--- Data records ---
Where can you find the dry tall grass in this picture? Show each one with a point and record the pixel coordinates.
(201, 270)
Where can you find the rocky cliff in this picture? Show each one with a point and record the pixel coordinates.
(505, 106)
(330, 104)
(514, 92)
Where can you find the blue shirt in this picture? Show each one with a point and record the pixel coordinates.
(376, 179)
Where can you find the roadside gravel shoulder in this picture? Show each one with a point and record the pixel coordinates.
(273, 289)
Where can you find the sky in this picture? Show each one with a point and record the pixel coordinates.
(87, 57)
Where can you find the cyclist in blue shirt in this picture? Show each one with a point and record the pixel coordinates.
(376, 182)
---
# Work to be completed:
Convert the data above into a two-column CSV with the header instruction,output, one row per request. Put each request's text and its answer in their own quoted fields, and replace any line breaks with spaces.

# Written answer:
instruction,output
"Where can you find the dry tall grass in this picture? Show each one with a point and record the pixel coordinates.","(201, 270)"
"Where can you find the rocky cliff in this picture? Show each one with a point and record the pixel coordinates.","(505, 106) (330, 104) (514, 92)"
"Where can you find the blue shirt in this picture? Show each one with a point and record the pixel coordinates.","(376, 179)"
"Where can you find the roadside gravel shoulder in this picture? Show each one with a point and record the pixel coordinates.","(273, 289)"
"Where can you find the sky in this picture? Show each one with a point and record the pixel coordinates.","(87, 57)"
"Where can you find the cyclist in blue shirt in this picture? Show each one with a point and record the pixel coordinates.","(376, 182)"